» TESTO:
____

Intervento di G. M. »

Anch'io ringrazio l'Infarinato. :)
Infarinato ha scritto: gio, 08 mag 2025 17:59 […] oltre all’asillabicità (che, però, è un tratto piú fonematico che propriamente fonetico) […]
Non ho ben capito questo passaggio. Non abbiamo detto che, al contrario, la sillabazione è un fatto fonetico e non fonematico (e per questo —almeno qui— scriviamo /CV̍/ anziché /ˈCV/)?
Infarinato ha scritto: gio, 08 mag 2025 17:59 Tuttavia, la sola reale differenza fonetica tra [j, w] e [i, u] […] è la brevità. Ha ragione di certo il Ladefoged quando afferma che, in principio di sillaba, una legamento (o «semiconsonante», meno bene «semivocale») non è nient’altro che un rapido, continuo movimento dalla vocale alta corrispondente (cioè [i, u]) alla vocale successiva (che forma, in tutto o in parte, il nucleo della sillaba). Quindi, [ja, wa] andrebbero forse meno ambiguamente scritte come [i͜a, u͜a].

____

» DATI:

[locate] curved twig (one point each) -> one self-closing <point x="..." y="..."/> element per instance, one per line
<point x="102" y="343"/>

____

» ESERCIZI:
(1) Rispondi a queste domande sull'intervento:
(a) In quale data e a che ora ha scritto l'Infarinato le frasi citate?
(b) Che cosa si scrive al posto di /ˈCV/, secondo l'intervento?
(c) Secondo la citazione dell'Infarinato, qual è la sola reale differenza fonetica tra [j, w] e [i, u]?
(2) Riscrivi il brano dell'intervento tra "Infarinato ha scritto: gio, 08 mag 2025 17:59 […]" e "scriviamo /CV̍/ anziché /ˈCV/)?", inclusi, mettendo "punto" al posto di "passaggio".
Per svolgere il lavoro le righe non servono.

» SOLUZIONI:
(1)
(a) Giovedì 8 maggio 2025, alle 17:59.
(b) /CV̍/.
(c) La brevità.

(2)
Infarinato ha scritto: gio, 08 mag 2025 17:59 […] oltre all’asillabicità (che, però, è un tratto piú fonematico che propriamente fonetico) […]
Non ho ben capito questo punto. Non abbiamo detto che, al contrario, la sillabazione è un fatto fonetico e non fonematico (e per questo —almeno qui— scriviamo /CV̍/ anziché /ˈCV/)?